* _Task instructions_: Go through the records and report each line in which the word "below" occurs.

[Records drawn from a dataset]
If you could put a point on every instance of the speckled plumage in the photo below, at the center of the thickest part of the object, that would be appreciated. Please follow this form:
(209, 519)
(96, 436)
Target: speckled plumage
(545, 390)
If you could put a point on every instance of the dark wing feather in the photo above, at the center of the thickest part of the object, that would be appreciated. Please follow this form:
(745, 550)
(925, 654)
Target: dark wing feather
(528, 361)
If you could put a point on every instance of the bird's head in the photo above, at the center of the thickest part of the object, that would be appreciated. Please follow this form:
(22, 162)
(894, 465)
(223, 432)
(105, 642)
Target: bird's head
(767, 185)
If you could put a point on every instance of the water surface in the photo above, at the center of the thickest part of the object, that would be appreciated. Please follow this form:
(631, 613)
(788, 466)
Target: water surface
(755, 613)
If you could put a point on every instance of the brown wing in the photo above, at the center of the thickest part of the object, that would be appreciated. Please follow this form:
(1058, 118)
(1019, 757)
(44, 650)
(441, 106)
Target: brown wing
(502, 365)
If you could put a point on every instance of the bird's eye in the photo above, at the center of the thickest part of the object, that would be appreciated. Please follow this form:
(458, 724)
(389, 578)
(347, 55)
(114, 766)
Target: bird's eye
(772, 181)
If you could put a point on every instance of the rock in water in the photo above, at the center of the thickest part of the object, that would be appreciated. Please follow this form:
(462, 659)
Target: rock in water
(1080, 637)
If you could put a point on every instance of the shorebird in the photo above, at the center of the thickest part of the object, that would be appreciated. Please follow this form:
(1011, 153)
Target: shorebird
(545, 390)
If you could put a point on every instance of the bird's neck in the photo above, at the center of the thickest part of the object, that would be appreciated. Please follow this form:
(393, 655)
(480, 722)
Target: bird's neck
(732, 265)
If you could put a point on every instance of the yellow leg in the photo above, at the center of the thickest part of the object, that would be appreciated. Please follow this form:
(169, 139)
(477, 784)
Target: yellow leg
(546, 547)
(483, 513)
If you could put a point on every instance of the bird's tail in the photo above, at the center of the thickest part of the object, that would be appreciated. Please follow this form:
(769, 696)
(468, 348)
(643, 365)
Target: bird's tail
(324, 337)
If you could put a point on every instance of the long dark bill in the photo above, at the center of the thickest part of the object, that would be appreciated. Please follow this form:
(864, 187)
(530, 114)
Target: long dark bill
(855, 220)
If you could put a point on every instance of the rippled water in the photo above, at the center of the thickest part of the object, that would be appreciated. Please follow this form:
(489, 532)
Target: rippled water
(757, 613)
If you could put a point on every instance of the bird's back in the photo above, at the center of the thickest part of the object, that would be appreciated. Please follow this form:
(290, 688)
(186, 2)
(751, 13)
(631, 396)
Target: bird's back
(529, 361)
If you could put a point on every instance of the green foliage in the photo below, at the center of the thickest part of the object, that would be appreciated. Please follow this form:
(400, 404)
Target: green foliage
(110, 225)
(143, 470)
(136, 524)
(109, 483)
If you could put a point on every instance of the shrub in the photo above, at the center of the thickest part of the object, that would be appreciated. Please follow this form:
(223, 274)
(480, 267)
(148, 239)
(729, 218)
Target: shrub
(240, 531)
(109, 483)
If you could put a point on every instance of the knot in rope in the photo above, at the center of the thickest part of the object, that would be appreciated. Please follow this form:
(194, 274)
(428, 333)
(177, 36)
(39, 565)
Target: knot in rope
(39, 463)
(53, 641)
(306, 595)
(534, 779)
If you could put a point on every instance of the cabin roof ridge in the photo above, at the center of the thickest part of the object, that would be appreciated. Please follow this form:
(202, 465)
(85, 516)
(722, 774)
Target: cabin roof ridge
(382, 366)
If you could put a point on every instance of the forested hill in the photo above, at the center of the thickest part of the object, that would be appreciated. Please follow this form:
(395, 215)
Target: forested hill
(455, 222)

* _Your solution_:
If you could put a point on every instance of the speckled plumage in the photo below, at the center of the thickest part of the object, that would be appreciated. Please follow this form:
If you could put a point on every instance of the green foliage in the photo below, at the center of the thickest part of the object, that would be appreciated. Please follow this form:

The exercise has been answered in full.